Report every line of the listing that contains the string "covered", reproducing each such line in full.

-- Material provided start --

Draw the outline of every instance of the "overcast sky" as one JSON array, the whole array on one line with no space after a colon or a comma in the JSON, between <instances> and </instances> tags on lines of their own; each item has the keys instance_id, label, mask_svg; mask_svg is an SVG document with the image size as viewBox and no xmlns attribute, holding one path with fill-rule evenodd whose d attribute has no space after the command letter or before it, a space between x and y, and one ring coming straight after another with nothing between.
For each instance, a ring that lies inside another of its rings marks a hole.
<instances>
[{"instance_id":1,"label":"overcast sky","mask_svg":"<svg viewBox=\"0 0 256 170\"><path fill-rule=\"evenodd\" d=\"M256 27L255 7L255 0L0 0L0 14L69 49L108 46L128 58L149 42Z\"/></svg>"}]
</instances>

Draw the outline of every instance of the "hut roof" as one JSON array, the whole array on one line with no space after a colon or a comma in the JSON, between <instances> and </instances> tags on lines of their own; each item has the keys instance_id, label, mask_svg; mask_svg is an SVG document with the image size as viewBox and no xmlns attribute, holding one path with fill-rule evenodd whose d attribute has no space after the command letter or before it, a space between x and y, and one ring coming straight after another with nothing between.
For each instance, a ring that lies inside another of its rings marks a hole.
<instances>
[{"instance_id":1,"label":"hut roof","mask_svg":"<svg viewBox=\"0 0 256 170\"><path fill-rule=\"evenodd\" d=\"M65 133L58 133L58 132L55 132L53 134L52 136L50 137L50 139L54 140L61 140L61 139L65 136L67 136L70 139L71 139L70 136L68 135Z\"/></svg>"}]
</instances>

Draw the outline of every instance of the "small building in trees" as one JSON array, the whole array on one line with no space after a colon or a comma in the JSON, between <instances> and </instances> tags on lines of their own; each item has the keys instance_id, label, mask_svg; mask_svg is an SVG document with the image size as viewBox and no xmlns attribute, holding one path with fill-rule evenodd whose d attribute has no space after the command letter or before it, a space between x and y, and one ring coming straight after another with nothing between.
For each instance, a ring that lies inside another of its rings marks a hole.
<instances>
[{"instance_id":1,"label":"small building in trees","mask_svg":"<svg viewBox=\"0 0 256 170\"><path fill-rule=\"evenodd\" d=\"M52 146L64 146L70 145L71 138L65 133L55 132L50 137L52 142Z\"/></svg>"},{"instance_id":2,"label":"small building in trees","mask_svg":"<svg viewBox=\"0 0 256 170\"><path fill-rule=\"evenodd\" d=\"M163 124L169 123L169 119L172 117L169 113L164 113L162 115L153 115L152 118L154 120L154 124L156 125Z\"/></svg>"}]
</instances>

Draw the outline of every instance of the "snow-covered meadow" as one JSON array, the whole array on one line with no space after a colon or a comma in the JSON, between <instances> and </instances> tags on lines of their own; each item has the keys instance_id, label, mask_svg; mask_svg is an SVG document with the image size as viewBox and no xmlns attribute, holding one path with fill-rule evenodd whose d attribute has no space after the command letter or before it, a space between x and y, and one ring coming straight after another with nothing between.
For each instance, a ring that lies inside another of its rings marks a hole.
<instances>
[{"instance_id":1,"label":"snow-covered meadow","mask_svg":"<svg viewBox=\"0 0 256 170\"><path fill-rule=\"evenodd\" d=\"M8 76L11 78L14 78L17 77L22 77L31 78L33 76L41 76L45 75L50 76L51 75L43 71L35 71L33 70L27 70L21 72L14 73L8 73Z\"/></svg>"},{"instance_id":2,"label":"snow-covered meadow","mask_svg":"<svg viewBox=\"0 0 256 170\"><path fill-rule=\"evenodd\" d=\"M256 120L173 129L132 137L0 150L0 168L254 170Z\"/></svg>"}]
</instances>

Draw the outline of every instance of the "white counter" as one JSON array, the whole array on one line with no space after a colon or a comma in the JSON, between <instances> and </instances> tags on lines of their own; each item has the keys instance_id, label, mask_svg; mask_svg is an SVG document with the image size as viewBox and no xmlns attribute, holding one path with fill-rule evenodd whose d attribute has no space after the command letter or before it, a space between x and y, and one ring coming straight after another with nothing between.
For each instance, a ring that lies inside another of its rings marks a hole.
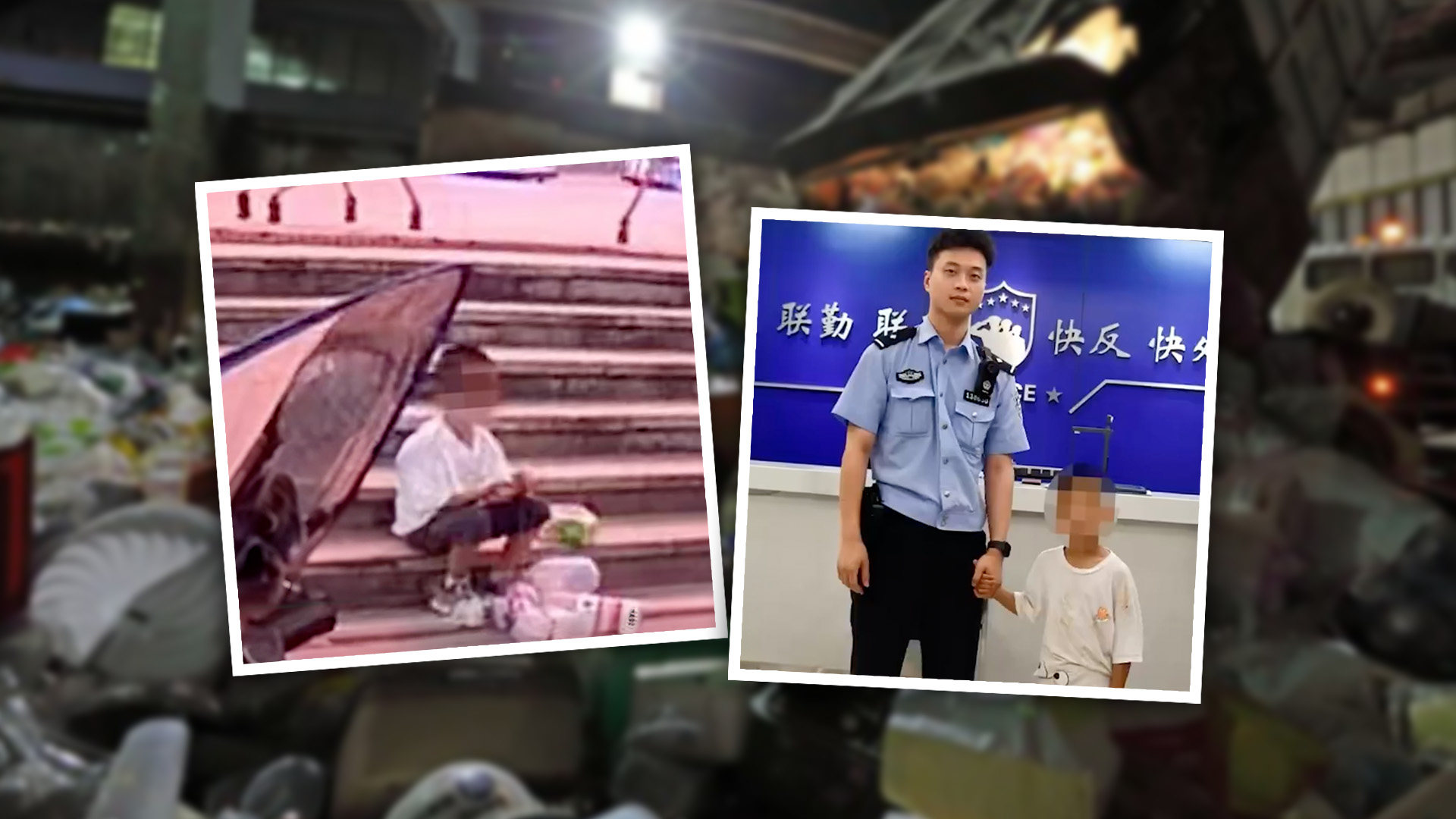
<instances>
[{"instance_id":1,"label":"white counter","mask_svg":"<svg viewBox=\"0 0 1456 819\"><path fill-rule=\"evenodd\" d=\"M741 478L740 478L741 479ZM1045 487L1016 484L1003 567L1006 586L1025 587L1037 554L1059 545L1045 523ZM839 468L750 462L745 526L738 532L743 571L741 660L789 670L849 667L849 592L834 576L839 551ZM1108 546L1133 568L1143 602L1144 662L1130 688L1187 691L1192 675L1198 498L1118 494ZM1200 635L1201 637L1201 635ZM977 678L1029 682L1041 627L999 605L987 609ZM917 673L911 644L909 673Z\"/></svg>"},{"instance_id":2,"label":"white counter","mask_svg":"<svg viewBox=\"0 0 1456 819\"><path fill-rule=\"evenodd\" d=\"M839 466L802 466L796 463L753 461L748 463L748 491L839 497ZM1012 512L1034 512L1041 514L1045 509L1045 487L1018 482L1010 495L1010 509ZM1117 516L1118 520L1197 526L1198 495L1124 493L1117 495Z\"/></svg>"}]
</instances>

-- Material provided end --

- **Reply**
Draw the outline of every instance of the "snow-covered meadow" as one JSON array, the whole array on one line with no space after a colon or a comma in the JSON, between <instances> and </instances> tags on lines of their own; each item has the keys instance_id, label, mask_svg; mask_svg is an SVG document with the image size as viewBox and no xmlns attribute, holding one path with fill-rule evenodd whose d attribute has no space after the command letter or before it, a space between x and y, and one ring coming straight after another with nothing between.
[{"instance_id":1,"label":"snow-covered meadow","mask_svg":"<svg viewBox=\"0 0 256 170\"><path fill-rule=\"evenodd\" d=\"M8 76L11 78L14 78L17 77L22 77L31 78L33 76L41 76L45 75L50 76L51 75L43 71L35 71L33 70L27 70L21 72L14 73L8 73Z\"/></svg>"},{"instance_id":2,"label":"snow-covered meadow","mask_svg":"<svg viewBox=\"0 0 256 170\"><path fill-rule=\"evenodd\" d=\"M256 120L173 129L132 137L0 150L0 168L254 170Z\"/></svg>"}]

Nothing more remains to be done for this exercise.